▸ **PASSAGE TO READ**:
((

De Overkant/Down Under: Den Haag Sculpture 2007    


Artists in Transit
Written by Jodi Rose

Images courtesy of the artists, Natasha Johns-Messenger, Labyrinth and Robyn Backen ‘Whispering Trees’.

“That desire to set out on a voyage of discovery and discover new territory is (part) of all times, and if there is anything that stimulates us as human beings to move forward on our journeys through life it is our indomitable curiosity for the other and the unknown. The other side beckons. Always. The greater the distance, the more scary it is to look that desire straight in the eye and actually set out on that voyage.” Marie Jeanne de Rooij, Curator The Hague Sculpture

The 10th Den Haag Sculpture exhibition ‘De Overkant/Down Under’ celebrates this impulse and 400 years of connection between Australia and the Netherlands with the theme ‘Curiosity, Discovery and the Desire for the Unknown’. The exhibition shows the work of 25 artists from both countries including Mikala Dwyer, Richard Goodwin, Fiona Hall, Tracey Moffatt, Ricky Swallow, and more, with ‘sculpture that is earthy, surprising, frivolously serious, frank, to-the-point and different too,’ exploring the horizons of the globe and the imagination and desires of artists traveling to (and from) the other side.

))

▸ **RECORDS**:
((

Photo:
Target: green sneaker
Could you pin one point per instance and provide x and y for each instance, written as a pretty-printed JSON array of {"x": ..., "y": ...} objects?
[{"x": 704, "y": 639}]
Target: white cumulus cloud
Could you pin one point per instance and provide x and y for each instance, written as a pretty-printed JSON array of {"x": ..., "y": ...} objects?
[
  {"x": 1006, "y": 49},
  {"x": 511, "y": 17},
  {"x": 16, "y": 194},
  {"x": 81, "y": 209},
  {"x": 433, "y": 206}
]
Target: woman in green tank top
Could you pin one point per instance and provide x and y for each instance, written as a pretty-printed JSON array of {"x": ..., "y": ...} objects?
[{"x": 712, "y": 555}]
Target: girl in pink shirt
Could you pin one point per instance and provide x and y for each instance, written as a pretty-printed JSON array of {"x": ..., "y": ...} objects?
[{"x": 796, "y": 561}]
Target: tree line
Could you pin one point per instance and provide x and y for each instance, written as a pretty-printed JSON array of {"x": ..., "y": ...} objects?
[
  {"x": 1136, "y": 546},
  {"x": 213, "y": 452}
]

))
((

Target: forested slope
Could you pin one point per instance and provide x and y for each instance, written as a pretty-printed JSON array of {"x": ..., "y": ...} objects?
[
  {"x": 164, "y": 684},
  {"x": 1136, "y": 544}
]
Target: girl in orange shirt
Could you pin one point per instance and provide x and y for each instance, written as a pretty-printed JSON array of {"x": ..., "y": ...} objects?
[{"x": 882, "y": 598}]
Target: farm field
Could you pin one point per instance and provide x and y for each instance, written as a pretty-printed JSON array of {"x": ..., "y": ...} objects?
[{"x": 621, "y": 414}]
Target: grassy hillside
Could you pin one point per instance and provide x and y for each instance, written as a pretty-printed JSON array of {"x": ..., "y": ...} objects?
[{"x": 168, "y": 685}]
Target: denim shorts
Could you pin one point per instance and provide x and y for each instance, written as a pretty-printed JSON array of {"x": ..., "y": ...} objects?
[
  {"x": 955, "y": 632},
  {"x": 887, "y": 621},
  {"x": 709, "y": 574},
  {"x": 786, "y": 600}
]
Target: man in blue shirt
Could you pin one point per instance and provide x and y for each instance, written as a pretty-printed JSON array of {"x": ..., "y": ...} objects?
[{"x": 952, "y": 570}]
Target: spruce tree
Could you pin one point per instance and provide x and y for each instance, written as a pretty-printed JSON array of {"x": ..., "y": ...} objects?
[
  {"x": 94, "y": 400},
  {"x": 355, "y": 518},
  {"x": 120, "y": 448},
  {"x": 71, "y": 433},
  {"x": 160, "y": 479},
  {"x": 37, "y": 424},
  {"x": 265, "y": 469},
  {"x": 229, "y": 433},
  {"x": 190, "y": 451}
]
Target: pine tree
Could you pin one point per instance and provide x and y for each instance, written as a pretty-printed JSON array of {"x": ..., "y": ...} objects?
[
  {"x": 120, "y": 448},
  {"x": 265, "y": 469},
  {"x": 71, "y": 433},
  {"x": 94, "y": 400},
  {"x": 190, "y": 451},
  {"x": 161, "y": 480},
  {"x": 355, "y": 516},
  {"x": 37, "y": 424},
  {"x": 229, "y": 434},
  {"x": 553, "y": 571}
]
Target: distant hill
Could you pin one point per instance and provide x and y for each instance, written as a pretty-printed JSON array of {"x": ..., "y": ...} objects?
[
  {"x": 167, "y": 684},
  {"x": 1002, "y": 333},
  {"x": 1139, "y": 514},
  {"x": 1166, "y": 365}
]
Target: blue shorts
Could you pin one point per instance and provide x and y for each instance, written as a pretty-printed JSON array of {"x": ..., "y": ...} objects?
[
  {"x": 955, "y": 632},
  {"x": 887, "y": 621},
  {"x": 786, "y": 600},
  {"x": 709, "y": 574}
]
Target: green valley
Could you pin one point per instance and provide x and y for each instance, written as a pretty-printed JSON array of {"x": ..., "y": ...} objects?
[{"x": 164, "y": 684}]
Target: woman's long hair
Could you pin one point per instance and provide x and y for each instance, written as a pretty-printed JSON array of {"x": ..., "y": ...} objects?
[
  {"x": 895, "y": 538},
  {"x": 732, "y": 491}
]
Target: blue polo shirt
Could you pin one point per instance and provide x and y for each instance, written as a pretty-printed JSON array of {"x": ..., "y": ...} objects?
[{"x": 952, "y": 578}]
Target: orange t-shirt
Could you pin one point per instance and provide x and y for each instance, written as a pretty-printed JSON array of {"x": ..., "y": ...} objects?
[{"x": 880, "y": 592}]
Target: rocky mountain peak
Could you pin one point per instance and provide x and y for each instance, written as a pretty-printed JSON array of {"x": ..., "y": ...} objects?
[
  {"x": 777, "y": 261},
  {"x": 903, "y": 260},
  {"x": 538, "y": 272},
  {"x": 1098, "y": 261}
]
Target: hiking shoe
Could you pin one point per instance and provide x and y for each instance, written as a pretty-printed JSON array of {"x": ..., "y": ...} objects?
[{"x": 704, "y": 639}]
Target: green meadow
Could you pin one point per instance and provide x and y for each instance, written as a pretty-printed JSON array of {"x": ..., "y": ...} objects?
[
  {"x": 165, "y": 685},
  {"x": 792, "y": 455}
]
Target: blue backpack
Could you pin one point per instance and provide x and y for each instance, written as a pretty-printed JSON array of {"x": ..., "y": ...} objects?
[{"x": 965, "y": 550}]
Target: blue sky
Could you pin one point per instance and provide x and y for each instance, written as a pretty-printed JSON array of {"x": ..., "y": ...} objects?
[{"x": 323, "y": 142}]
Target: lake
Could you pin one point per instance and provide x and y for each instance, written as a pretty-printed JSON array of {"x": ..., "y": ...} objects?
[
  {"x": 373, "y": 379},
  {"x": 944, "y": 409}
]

))

▸ **PROBLEMS TO SOLVE**:
A. From the exhibition article, list the artists named after the word "including" in the sentence about the 25 artists.
B. Pull out every line of the records that contains the word "girl" and copy each one.

▸ **THE ANSWERS**:
A. Mikala Dwyer, Richard Goodwin, Fiona Hall, Tracey Moffatt, Ricky Swallow

B.
Target: girl in pink shirt
Target: girl in orange shirt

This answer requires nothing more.